■ **GOAL OF THE EXERCISE**
Retype the full set of records. Keep every character identical.

■ **Segmentation labeling items**
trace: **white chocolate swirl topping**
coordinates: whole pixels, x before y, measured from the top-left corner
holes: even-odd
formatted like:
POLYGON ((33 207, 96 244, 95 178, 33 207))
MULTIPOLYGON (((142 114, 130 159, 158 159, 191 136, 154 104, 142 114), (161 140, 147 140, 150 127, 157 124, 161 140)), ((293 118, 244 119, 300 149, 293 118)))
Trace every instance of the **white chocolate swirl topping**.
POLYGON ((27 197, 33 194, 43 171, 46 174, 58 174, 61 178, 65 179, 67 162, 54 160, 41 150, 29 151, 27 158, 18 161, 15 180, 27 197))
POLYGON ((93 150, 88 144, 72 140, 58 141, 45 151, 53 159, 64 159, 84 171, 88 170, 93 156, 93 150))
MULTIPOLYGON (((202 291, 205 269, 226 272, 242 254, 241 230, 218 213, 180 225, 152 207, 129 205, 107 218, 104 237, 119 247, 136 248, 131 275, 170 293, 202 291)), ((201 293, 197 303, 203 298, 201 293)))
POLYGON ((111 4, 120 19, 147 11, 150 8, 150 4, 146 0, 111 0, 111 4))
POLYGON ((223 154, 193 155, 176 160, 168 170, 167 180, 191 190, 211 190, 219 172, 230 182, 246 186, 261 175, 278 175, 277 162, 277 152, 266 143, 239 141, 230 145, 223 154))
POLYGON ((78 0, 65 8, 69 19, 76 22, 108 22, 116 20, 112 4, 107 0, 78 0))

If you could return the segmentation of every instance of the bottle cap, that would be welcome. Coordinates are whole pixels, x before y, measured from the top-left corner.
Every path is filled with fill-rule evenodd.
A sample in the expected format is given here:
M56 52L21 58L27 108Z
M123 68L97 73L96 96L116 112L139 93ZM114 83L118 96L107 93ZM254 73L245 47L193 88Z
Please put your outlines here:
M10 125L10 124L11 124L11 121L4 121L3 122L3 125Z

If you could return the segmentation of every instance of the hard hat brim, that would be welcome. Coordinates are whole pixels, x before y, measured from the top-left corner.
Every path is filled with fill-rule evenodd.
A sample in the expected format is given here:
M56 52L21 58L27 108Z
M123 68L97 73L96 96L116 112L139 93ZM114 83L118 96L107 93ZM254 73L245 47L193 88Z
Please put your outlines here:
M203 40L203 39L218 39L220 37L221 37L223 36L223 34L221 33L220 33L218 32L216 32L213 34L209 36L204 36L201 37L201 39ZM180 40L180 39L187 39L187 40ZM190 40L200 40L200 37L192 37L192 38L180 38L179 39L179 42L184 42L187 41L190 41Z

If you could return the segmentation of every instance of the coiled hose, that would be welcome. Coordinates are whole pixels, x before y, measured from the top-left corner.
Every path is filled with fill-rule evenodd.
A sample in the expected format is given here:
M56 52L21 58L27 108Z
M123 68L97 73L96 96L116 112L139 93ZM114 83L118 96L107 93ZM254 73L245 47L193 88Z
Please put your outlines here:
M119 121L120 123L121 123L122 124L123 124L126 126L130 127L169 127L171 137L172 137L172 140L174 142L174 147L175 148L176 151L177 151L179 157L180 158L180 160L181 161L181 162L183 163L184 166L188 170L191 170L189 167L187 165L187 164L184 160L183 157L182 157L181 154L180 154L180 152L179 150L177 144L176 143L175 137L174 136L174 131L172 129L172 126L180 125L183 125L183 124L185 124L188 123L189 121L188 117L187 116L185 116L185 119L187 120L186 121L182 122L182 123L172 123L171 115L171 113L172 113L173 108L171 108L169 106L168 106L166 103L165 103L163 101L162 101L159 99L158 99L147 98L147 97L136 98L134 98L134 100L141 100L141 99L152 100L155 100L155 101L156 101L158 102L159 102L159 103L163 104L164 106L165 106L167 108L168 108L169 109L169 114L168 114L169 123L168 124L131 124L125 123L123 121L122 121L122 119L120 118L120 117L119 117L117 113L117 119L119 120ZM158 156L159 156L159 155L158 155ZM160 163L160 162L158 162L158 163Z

■ **FULL SOLUTION**
trace: **white chocolate swirl topping**
coordinates: whole pixels, x before y, measured from the top-left corner
holes: even-odd
formatted like:
POLYGON ((33 207, 96 244, 95 178, 33 207))
MULTIPOLYGON (((142 114, 130 159, 158 159, 191 136, 154 104, 142 114), (161 140, 147 140, 150 127, 157 124, 161 140)), ((293 118, 244 119, 300 149, 293 118)))
Trace every instance of the **white chocolate swirl topping**.
POLYGON ((27 197, 33 194, 43 171, 46 174, 58 174, 61 178, 65 179, 67 162, 54 160, 41 150, 29 151, 27 158, 18 161, 15 180, 27 197))
POLYGON ((93 150, 88 144, 72 140, 58 141, 45 151, 53 159, 64 159, 84 171, 88 170, 93 156, 93 150))
MULTIPOLYGON (((202 291, 205 269, 226 272, 242 254, 241 230, 218 213, 180 225, 152 207, 129 205, 107 218, 104 237, 119 247, 136 248, 131 275, 170 293, 202 291)), ((201 293, 197 303, 203 298, 201 293)))
POLYGON ((111 4, 120 19, 147 11, 150 8, 150 4, 146 0, 111 0, 111 4))
POLYGON ((223 154, 193 155, 176 160, 168 170, 167 180, 191 190, 211 190, 219 172, 230 182, 246 186, 261 175, 278 175, 277 162, 277 152, 266 143, 239 141, 230 145, 223 154))
POLYGON ((78 0, 65 8, 69 19, 76 22, 108 22, 116 20, 112 4, 107 0, 78 0))

If you could return the segmentation of every instance of the bottle cap, that would be welcome. Coordinates are whole pixels, x before y, measured from the top-left corner.
Every path is filled with fill-rule evenodd.
A sample in the expected format is given here:
M56 52L21 58L27 108Z
M123 68L97 73L96 96L116 112L139 93ZM114 83L118 96L107 93ZM254 73L245 47L193 88Z
Please put your outlines here:
M10 125L10 124L11 124L11 121L4 121L3 122L3 125Z

If you could return the segmentation of every instance of the hard hat brim, that would be welcome. Coordinates are whole pixels, x before y, measured from the top-left corner.
Every path is filled with fill-rule evenodd.
A sample in the expected format is given here:
M56 52L21 58L27 108Z
M123 68L97 73L96 96L116 112L139 93ZM114 83L118 96L107 93ZM254 73L245 47L193 88Z
Please put your outlines here:
M203 40L203 39L218 39L220 37L221 37L223 36L223 34L221 33L220 33L218 32L216 32L213 34L209 36L204 36L201 37L201 39ZM180 40L180 39L187 39L187 40ZM190 40L200 40L200 37L192 37L192 38L180 38L179 39L179 42L184 42L187 41L190 41Z

If you could return the segmentation of every instance of the coiled hose, that would be welcome. Coordinates are whole pixels, x before y, measured from the top-left corner.
Every path is filled with fill-rule evenodd.
A sample in the expected format is given here:
M56 52L21 58L27 108Z
M123 68L97 73L96 96L116 112L139 93ZM114 83L118 96L107 93ZM254 73L245 47L193 88Z
Please put your outlines here:
M119 121L120 123L121 123L122 124L123 124L126 126L130 127L169 127L171 137L172 137L172 140L174 142L174 147L175 148L176 151L177 151L179 157L180 158L180 160L181 161L181 162L183 163L184 166L188 170L191 170L189 167L187 165L187 164L184 160L183 157L182 157L181 154L180 154L180 152L179 150L177 144L176 143L175 137L174 136L174 131L172 129L172 126L180 125L183 125L183 124L185 124L188 123L189 121L188 117L187 116L185 116L185 119L187 120L186 121L182 122L182 123L172 123L171 115L171 113L172 113L173 108L171 108L169 106L168 106L166 103L165 103L163 101L162 101L159 99L158 99L147 98L147 97L136 98L134 98L134 100L141 100L141 99L152 100L155 100L155 101L156 101L158 102L159 102L159 103L163 104L164 106L165 106L167 108L168 108L169 109L169 114L168 114L169 123L168 124L131 124L125 123L123 121L122 121L122 119L120 118L120 117L119 117L117 113L117 119L119 120ZM158 156L159 156L159 155L158 155ZM160 163L160 162L158 162L158 163Z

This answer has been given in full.